* _The exercise_
Print every one of the rows below word for word, leaving out the pictures.

* _Records supplied_
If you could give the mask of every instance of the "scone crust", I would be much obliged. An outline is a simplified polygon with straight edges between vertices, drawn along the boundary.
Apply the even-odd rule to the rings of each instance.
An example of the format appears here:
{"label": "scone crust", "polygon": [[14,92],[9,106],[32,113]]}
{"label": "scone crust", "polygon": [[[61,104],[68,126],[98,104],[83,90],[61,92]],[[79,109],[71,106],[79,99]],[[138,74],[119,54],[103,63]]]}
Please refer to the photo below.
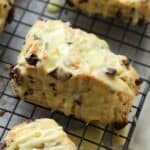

* _Task response_
If you could give the mask of every instance of the "scone crust", I would be much obliged. An outline is a simplified polygon with straight edges between vertices, drawn along the boundary.
Apply the even-odd rule to the rings of each instance.
An example of the format appears here:
{"label": "scone crust", "polygon": [[14,92],[9,106],[32,113]]}
{"label": "scone crust", "polygon": [[[61,104],[68,126],[98,104],[83,90],[61,92]],[[79,109],[71,106],[79,99]],[[138,74],[119,54],[103,63]]]}
Please refer to the photo below.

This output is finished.